> **ИСХОДНЫЙ ТЕКСТ**:

╔══

Рынки существовали и в других районах Меланезии. Мы встречаем их, в частности, на севере о. Малаита (509. С. 17, 32, 58, 105; 765; 766), о‑вах Адмиралтейства, где они функционировали 2 и более дня в неделю (633. С. 190; 797. С. 78), на о. Малекула (363. С. 203). У ятмул Новой Гвинеи каждый средний день трехдневной недели был рыночным (266. С. 143‑144), у квома рынки действовали каждые 3‑5 дней (902. С. 188).

До сих пор мы говорили в основном о жизнеобеспечивающей экономике у сиуаи. Но у них существовала и престижная. Необычайно важное значение придавали сиуаи обладанию мануну. Мануну составляли все раковинные деньги, все свиньи, а также все те созданные в домохозяйстве вещи, которые не были необходимы для удовлетворения повседневных нужд его членов и поэтому могли быть обменены на раковинные деньги и свиней. Слово "мануну" означало избыток, избыточный продукт (694. С. 337). Его, вероятно, можно было бы перевести и как богатство (С. 345).

Сиуаи стремились иметь как можно больше свиней и особенно раковинных денег (С. 345). Богатыми людьми, для обозначения которых существовало слово "руренопа", восхищались. Взрослых мужчин, не имевших мануни, презрительно именовали ничтожными людьми (роруки номмаи), если только не было объективных обстоятельств, оправдывавших их бедность (337‑338). Сказать о мужчине, что он не имеет свиней, означало нанести оскорбление (С. 348).

╚══

> **ЗАДАНИЕ**:
Напишите продолжение приведенного выше текста о престижной экономике у сиуаи, начиная сразу после его последнего предложения.

> **ИМЕЮЩИЕСЯ ДАННЫЕ**:
╔══

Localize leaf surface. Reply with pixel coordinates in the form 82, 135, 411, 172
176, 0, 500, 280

╚══

> **ОТВЕТ**:
Имеются цифры, свидетельствующие о существовании у сиуаи имущественного неравенства. 199 домохозяйств, о которых были собраны данные, все вместе имели 740 свиней, т.е. на каждое из них приходилось в среднем по 3,7 свиньи. Но среди них были, с одной стороны, такие, которые совсем не обладали свиньями, а с другой, было несколько семей с 10‑17 свиньями (693, 3. С. 13).

Неравномерно были распределены и раковинные деньги. В северо‑восточном районе расселения сиуаи из каждых 5 домохозяйств 2 (т.е. 40%) либо совсем были без раковинных денег, либо имели их не больше, чем 20 единиц мауаи. На каждую из оставшихся 270 семей приходилось в среднем по 634 единицы. Но в реальности только 62 семьи имели больше 600 единиц, причём у 29 было более 1000 единиц (694. С. 517).

Основным источником богатства было выращивание свиней. Свиньи не только сами по себе были ценностью, но за них всегда можно было получить раковинные деньги (С. 345). Чтобы иметь больше свиней, нужно было расширять площадь под огороды. Большая часть земледельческих работ приходилась на долю женщин. Они же выращивали свиней.

Поэтому накопление богатства требовало дополнительных рабочих рук, прежде всего женских. В период, когда велось исследование, выходом из положения было многожёнство. Наиболее богатые и тем самым влиятельные люди имели по несколько жён (С. 352‑353). Из 900 исследованных семей 809 были моногамными, 71 мужчина имел по 2 жены, 19 — по 3‑4, один важный лидер имел 8 жён (693, 4. С. 17).

Различия в богатстве мало сказывались на уровне повседневной жизни. Ежедневное потребление пищи было в богатых семьях в основном таким же, что и в бедных. Все жили в домах одного и того же типа, использовали те же самые орудия и т.п. (694. С. 337, 364, 453).

Сиуаи не убивали свиней для домашнего потребления. Раковинные деньги не использовались для приобретения пищи для нужд семьи. И очень мало их шло на покупку одежды и орудий (С. 337, 348).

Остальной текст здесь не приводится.